↓

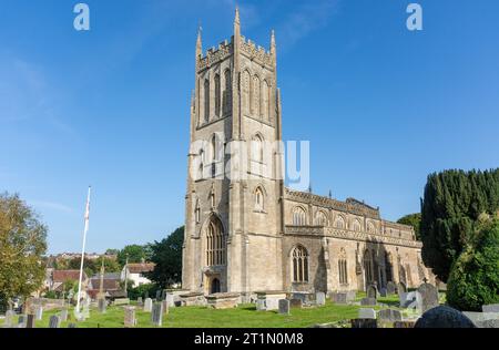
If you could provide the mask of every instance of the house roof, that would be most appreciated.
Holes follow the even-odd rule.
[[[67,280],[79,280],[80,270],[54,270],[52,280],[54,282],[64,282]],[[86,274],[83,271],[83,279],[86,279]]]
[[[129,264],[126,267],[129,268],[130,274],[142,274],[150,272],[154,270],[156,265],[153,262],[141,262],[141,264]]]

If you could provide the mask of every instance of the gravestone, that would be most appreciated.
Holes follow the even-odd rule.
[[[136,320],[135,320],[135,308],[134,307],[125,307],[124,308],[125,316],[124,316],[124,327],[135,327]]]
[[[397,284],[397,294],[398,294],[398,296],[400,297],[400,295],[403,292],[407,292],[406,285],[404,285],[403,282],[398,282]]]
[[[447,306],[429,309],[418,319],[415,328],[477,328],[462,312]]]
[[[394,328],[414,328],[414,321],[395,321]]]
[[[60,317],[61,317],[61,322],[68,321],[68,309],[62,309]]]
[[[18,328],[26,328],[27,317],[24,315],[19,315]]]
[[[395,295],[395,291],[397,290],[397,286],[393,281],[389,281],[386,284],[386,292],[387,295]]]
[[[378,320],[367,318],[367,319],[353,319],[350,320],[352,328],[378,328]]]
[[[267,308],[265,306],[264,299],[256,299],[256,311],[266,311]]]
[[[152,299],[147,298],[144,302],[144,312],[151,312],[152,311]]]
[[[439,306],[438,290],[435,286],[430,284],[422,284],[419,286],[418,291],[421,296],[421,312],[426,312],[429,309]]]
[[[33,313],[29,313],[28,315],[28,319],[26,321],[26,328],[34,328],[35,327],[34,320],[35,320],[34,315]]]
[[[360,300],[361,306],[376,306],[376,299],[375,298],[363,298]]]
[[[49,328],[59,328],[61,327],[61,318],[57,315],[52,315],[49,320]]]
[[[152,313],[151,313],[151,322],[156,327],[161,327],[161,325],[163,325],[163,303],[162,302],[154,303]]]
[[[99,312],[105,313],[106,302],[105,299],[99,299]]]
[[[481,310],[483,312],[499,313],[499,303],[482,305]]]
[[[335,292],[332,295],[332,300],[334,303],[346,305],[347,303],[347,294],[346,292]]]
[[[323,291],[317,291],[315,294],[315,302],[318,306],[324,306],[326,303],[326,294]]]
[[[375,309],[358,309],[359,319],[376,319]]]
[[[303,301],[302,301],[302,299],[291,299],[291,300],[289,300],[289,307],[291,307],[291,308],[302,309],[302,308],[303,308]]]
[[[279,313],[289,315],[289,300],[286,299],[279,300]]]
[[[16,312],[12,310],[7,310],[6,312],[6,321],[3,322],[4,328],[13,327],[13,318],[16,317]]]
[[[394,309],[383,309],[378,311],[378,319],[384,322],[401,321],[401,313]]]
[[[37,321],[41,321],[43,318],[43,307],[41,305],[37,305],[34,307],[34,318]]]
[[[400,308],[421,310],[421,296],[419,291],[403,292],[399,298]]]
[[[367,298],[376,299],[378,297],[378,290],[376,289],[376,286],[374,286],[374,285],[368,286],[367,290],[366,290],[366,295],[367,295]]]
[[[161,303],[163,303],[163,313],[164,315],[169,315],[169,312],[170,312],[170,305],[169,305],[169,302],[165,299],[163,299],[163,301],[161,301]]]

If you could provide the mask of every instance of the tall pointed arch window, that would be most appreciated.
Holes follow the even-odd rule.
[[[225,265],[226,246],[222,223],[217,217],[213,217],[206,227],[206,266]]]
[[[297,246],[292,254],[293,281],[308,281],[308,251],[303,246]]]
[[[231,113],[231,103],[232,103],[232,76],[231,71],[226,70],[224,73],[225,80],[225,91],[224,91],[224,101],[223,101],[223,114],[226,115]]]
[[[220,116],[221,112],[221,82],[220,75],[215,75],[215,116]]]
[[[204,121],[210,121],[210,80],[204,80]]]

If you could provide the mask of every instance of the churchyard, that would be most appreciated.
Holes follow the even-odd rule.
[[[8,311],[3,328],[498,328],[499,305],[482,312],[459,312],[445,303],[445,294],[429,284],[407,290],[389,282],[380,291],[256,294],[251,303],[238,303],[234,294],[157,292],[138,301],[119,299],[108,306],[93,302],[77,321],[73,307],[43,310],[32,303],[27,315]]]

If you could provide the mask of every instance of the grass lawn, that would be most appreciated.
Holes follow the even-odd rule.
[[[358,295],[358,299],[363,295]],[[398,303],[396,296],[380,298],[379,302]],[[324,307],[292,309],[289,316],[276,311],[256,311],[255,305],[240,305],[236,309],[214,310],[205,307],[170,308],[170,313],[163,316],[163,328],[305,328],[315,323],[329,323],[356,318],[359,306],[334,305],[330,301]],[[379,307],[375,307],[379,309]],[[50,316],[58,310],[43,312],[43,319],[37,321],[37,328],[49,327]],[[71,318],[74,319],[72,312]],[[151,313],[136,310],[138,328],[152,328]],[[78,322],[79,328],[123,328],[123,307],[109,307],[106,313],[90,311],[90,318]],[[0,325],[3,321],[0,320]],[[69,321],[71,322],[71,321]],[[63,322],[61,328],[67,328]]]

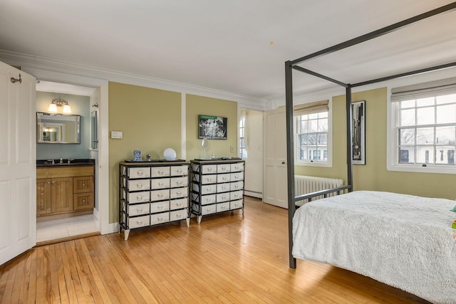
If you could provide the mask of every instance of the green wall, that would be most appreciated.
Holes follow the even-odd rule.
[[[355,190],[388,191],[425,197],[456,199],[456,175],[388,171],[387,89],[359,92],[353,102],[366,100],[366,164],[353,165]],[[345,95],[333,98],[333,167],[296,166],[295,173],[343,178],[346,183]]]
[[[227,140],[210,140],[207,155],[234,157],[237,151],[237,103],[233,101],[187,95],[185,104],[185,137],[182,134],[182,94],[118,83],[109,83],[109,221],[118,221],[119,162],[133,158],[141,150],[142,158],[163,159],[163,150],[174,149],[183,158],[185,140],[187,160],[202,157],[197,138],[198,115],[228,119]],[[123,132],[122,140],[110,138],[110,131]],[[230,146],[234,147],[231,153]]]
[[[139,148],[142,158],[162,159],[163,150],[181,151],[181,95],[118,83],[109,83],[109,221],[118,221],[119,162],[133,158]],[[110,138],[122,131],[123,138]]]
[[[202,158],[202,140],[198,139],[198,115],[227,117],[227,140],[209,140],[206,157],[237,156],[237,103],[222,99],[187,95],[186,97],[187,159]],[[262,127],[262,126],[261,126]]]

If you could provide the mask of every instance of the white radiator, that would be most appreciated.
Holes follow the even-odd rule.
[[[295,196],[307,194],[320,190],[337,188],[343,186],[343,179],[333,179],[328,177],[308,177],[305,175],[294,176],[294,192]],[[333,194],[328,194],[332,196]],[[315,197],[312,199],[322,199],[323,195]],[[301,206],[307,200],[296,201],[296,206]]]

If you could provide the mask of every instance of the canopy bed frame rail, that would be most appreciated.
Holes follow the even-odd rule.
[[[295,197],[294,189],[294,131],[293,131],[293,70],[298,70],[304,73],[312,75],[325,80],[336,83],[346,88],[346,137],[347,137],[347,186],[346,189],[348,192],[353,191],[353,163],[352,163],[352,151],[353,139],[351,138],[352,127],[352,112],[351,112],[351,89],[352,88],[359,87],[362,85],[377,83],[400,77],[409,76],[421,73],[429,72],[432,70],[440,70],[442,68],[456,66],[456,62],[452,62],[443,65],[436,65],[427,68],[415,70],[409,72],[402,73],[399,74],[391,75],[389,76],[381,77],[379,78],[372,79],[367,81],[357,83],[354,84],[346,83],[344,82],[331,78],[330,77],[319,74],[311,71],[301,66],[298,65],[304,61],[329,54],[338,51],[343,50],[350,46],[353,46],[365,41],[373,39],[377,37],[382,36],[393,31],[398,30],[406,26],[410,25],[415,22],[433,16],[453,11],[456,9],[456,2],[452,2],[445,6],[429,11],[428,12],[417,15],[397,22],[390,26],[385,26],[378,30],[368,33],[366,34],[358,36],[353,39],[348,40],[345,42],[338,43],[329,48],[324,48],[309,55],[301,57],[294,61],[288,61],[285,62],[285,100],[286,100],[286,157],[287,162],[287,182],[288,182],[288,214],[289,214],[289,267],[296,268],[296,261],[291,253],[293,248],[293,216],[296,210],[296,197]],[[310,194],[309,194],[310,195]],[[321,195],[321,194],[320,194]],[[300,196],[301,197],[301,196]],[[299,200],[302,200],[300,199]]]

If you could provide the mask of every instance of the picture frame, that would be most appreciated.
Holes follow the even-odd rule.
[[[227,117],[198,115],[198,139],[226,140],[227,130]]]
[[[366,100],[351,104],[352,164],[366,164]]]

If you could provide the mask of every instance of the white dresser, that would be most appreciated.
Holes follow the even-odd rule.
[[[119,164],[119,233],[189,217],[189,163],[152,161]]]
[[[190,164],[190,211],[198,224],[208,214],[236,209],[244,214],[244,160],[195,159]]]

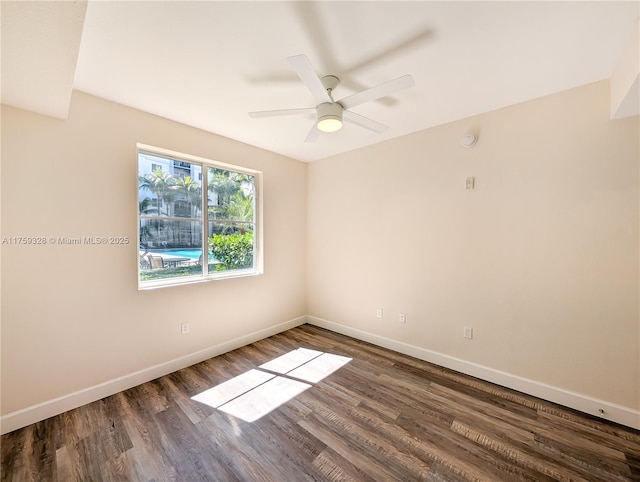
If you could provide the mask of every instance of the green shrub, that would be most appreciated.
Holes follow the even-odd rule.
[[[209,251],[220,263],[217,271],[253,266],[253,233],[214,234],[209,238]]]

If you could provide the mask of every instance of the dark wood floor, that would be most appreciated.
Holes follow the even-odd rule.
[[[304,347],[352,361],[254,422],[191,400]],[[310,325],[6,434],[3,481],[640,480],[640,432]]]

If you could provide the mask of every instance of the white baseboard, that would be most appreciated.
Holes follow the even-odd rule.
[[[108,397],[128,388],[140,385],[141,383],[155,380],[158,377],[195,365],[196,363],[208,360],[214,356],[221,355],[277,333],[295,328],[305,322],[306,317],[304,316],[294,318],[293,320],[235,338],[225,343],[220,343],[219,345],[205,348],[204,350],[200,350],[195,353],[190,353],[189,355],[185,355],[159,365],[145,368],[144,370],[140,370],[123,377],[109,380],[93,387],[85,388],[53,400],[38,403],[37,405],[32,405],[21,410],[16,410],[15,412],[11,412],[0,417],[0,433],[5,434],[12,432],[32,423],[39,422],[40,420],[59,415],[68,410],[73,410],[74,408],[78,408],[87,403],[95,402],[101,398]]]
[[[321,318],[307,316],[307,323],[640,430],[640,411],[638,410],[598,400],[563,388],[546,385],[535,380],[529,380]],[[600,410],[604,412],[601,413]]]

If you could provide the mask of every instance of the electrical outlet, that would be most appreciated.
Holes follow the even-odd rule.
[[[468,177],[465,181],[466,189],[475,189],[476,188],[476,179],[475,177]]]

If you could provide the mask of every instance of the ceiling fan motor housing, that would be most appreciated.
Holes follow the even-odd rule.
[[[322,132],[335,132],[342,127],[342,106],[337,102],[324,102],[316,107],[318,129]]]

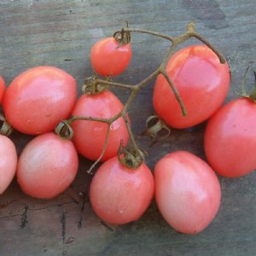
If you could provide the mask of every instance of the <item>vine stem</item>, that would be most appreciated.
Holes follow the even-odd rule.
[[[199,34],[195,31],[194,23],[189,24],[187,26],[186,32],[177,37],[171,37],[171,36],[165,35],[165,34],[153,32],[153,31],[139,29],[139,28],[129,28],[129,27],[123,28],[121,31],[116,32],[113,34],[113,37],[115,38],[119,33],[122,33],[122,36],[124,37],[125,32],[127,32],[127,33],[138,32],[138,33],[146,33],[146,34],[156,36],[156,37],[171,41],[171,45],[166,53],[164,61],[162,61],[162,63],[160,63],[159,67],[157,69],[155,69],[148,77],[146,77],[143,81],[137,83],[137,84],[132,85],[132,84],[121,84],[121,83],[114,83],[113,81],[109,81],[108,79],[103,80],[103,79],[100,79],[96,77],[93,77],[92,79],[90,79],[90,80],[89,79],[89,81],[88,81],[88,79],[85,80],[84,83],[88,82],[88,84],[85,84],[84,85],[89,86],[89,87],[92,86],[94,89],[96,88],[97,85],[99,87],[102,86],[102,85],[106,85],[108,87],[113,86],[113,87],[117,87],[117,88],[121,88],[121,89],[126,89],[126,90],[130,90],[131,91],[128,100],[126,101],[126,102],[124,105],[124,108],[122,109],[122,111],[120,111],[118,114],[116,114],[115,116],[113,116],[110,119],[101,119],[101,118],[86,117],[86,116],[73,116],[71,119],[65,120],[65,122],[67,123],[68,125],[71,125],[73,122],[74,122],[75,120],[79,120],[79,120],[98,121],[98,122],[103,122],[103,123],[108,124],[108,132],[107,132],[105,144],[102,148],[102,152],[100,157],[98,158],[98,160],[90,168],[89,172],[91,172],[92,168],[95,167],[95,166],[101,160],[102,155],[104,154],[106,148],[107,148],[108,140],[108,137],[109,137],[109,133],[110,133],[110,125],[112,123],[113,123],[119,118],[123,118],[125,122],[126,129],[129,133],[132,149],[133,149],[132,152],[134,153],[135,157],[141,155],[141,151],[139,150],[139,148],[137,145],[137,143],[135,141],[135,138],[133,137],[133,134],[132,134],[129,121],[127,119],[126,114],[127,114],[129,107],[131,106],[131,102],[133,102],[136,96],[139,93],[139,91],[143,88],[144,88],[151,80],[155,79],[159,74],[163,75],[164,78],[166,79],[166,80],[167,81],[167,83],[169,84],[170,88],[172,89],[173,94],[175,95],[176,100],[178,102],[178,103],[180,105],[183,115],[187,114],[187,111],[186,111],[185,106],[182,101],[182,98],[180,97],[179,93],[178,93],[177,88],[175,87],[175,84],[172,83],[171,78],[169,77],[169,75],[166,72],[166,66],[168,64],[168,61],[169,61],[170,58],[175,54],[177,45],[189,40],[191,38],[197,38],[201,43],[203,43],[207,46],[208,46],[217,55],[217,56],[218,57],[219,61],[221,63],[225,62],[224,56],[215,47],[213,47],[212,45],[212,44],[210,44],[205,38],[203,38],[201,34]]]

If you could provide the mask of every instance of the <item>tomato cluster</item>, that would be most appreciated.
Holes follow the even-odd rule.
[[[119,44],[108,38],[92,47],[90,57],[95,72],[112,77],[127,67],[131,48],[130,43]],[[126,113],[119,114],[124,105],[117,96],[105,88],[83,94],[76,101],[77,84],[70,74],[54,67],[37,67],[17,76],[6,91],[0,77],[0,102],[6,119],[17,131],[37,135],[19,160],[14,143],[0,136],[0,194],[16,172],[26,194],[45,199],[56,196],[74,180],[79,153],[102,162],[92,178],[90,199],[104,221],[123,224],[137,220],[154,196],[160,213],[174,229],[188,234],[203,230],[216,216],[221,201],[213,171],[239,177],[256,167],[256,105],[248,99],[238,99],[221,108],[230,88],[230,69],[206,45],[177,51],[166,71],[187,115],[183,115],[161,73],[154,89],[154,110],[167,125],[177,129],[210,119],[205,134],[209,165],[186,151],[165,155],[156,163],[154,175],[145,163],[125,165],[120,160],[127,152],[119,153],[119,148],[120,144],[125,148],[131,139],[130,119]],[[69,116],[73,117],[68,119],[73,120],[72,140],[53,132]],[[101,121],[114,117],[111,123]]]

↑

Job: The lines to reproduce run from the one that contains "cluster</item>, that would be most appreciated." through the last line above; copy them exactly.

Solution:
If you could provide the mask of every instance of the <item>tomato cluster</item>, that would be most appreciated.
Holes follow the even-odd rule.
[[[119,44],[108,38],[92,47],[90,57],[95,72],[112,77],[127,67],[131,48],[130,43]],[[126,113],[119,114],[124,105],[117,96],[105,88],[83,94],[76,101],[77,84],[70,74],[54,67],[37,67],[17,76],[6,91],[0,77],[0,102],[6,119],[17,131],[37,135],[19,160],[14,143],[0,136],[0,194],[16,172],[26,194],[45,199],[56,196],[74,180],[79,153],[102,162],[92,178],[90,199],[104,221],[123,224],[137,220],[154,196],[160,213],[174,229],[188,234],[203,230],[216,216],[221,201],[213,171],[239,177],[256,167],[256,105],[248,99],[238,99],[221,108],[230,88],[230,69],[206,45],[177,51],[166,71],[187,115],[183,115],[161,73],[154,89],[154,110],[167,125],[177,129],[210,119],[205,134],[209,165],[186,151],[165,155],[156,163],[154,175],[145,163],[125,165],[120,160],[127,152],[119,153],[119,148],[120,144],[125,148],[131,139],[130,119]],[[69,116],[73,117],[68,119],[73,120],[72,140],[53,132]],[[101,121],[114,117],[111,123]]]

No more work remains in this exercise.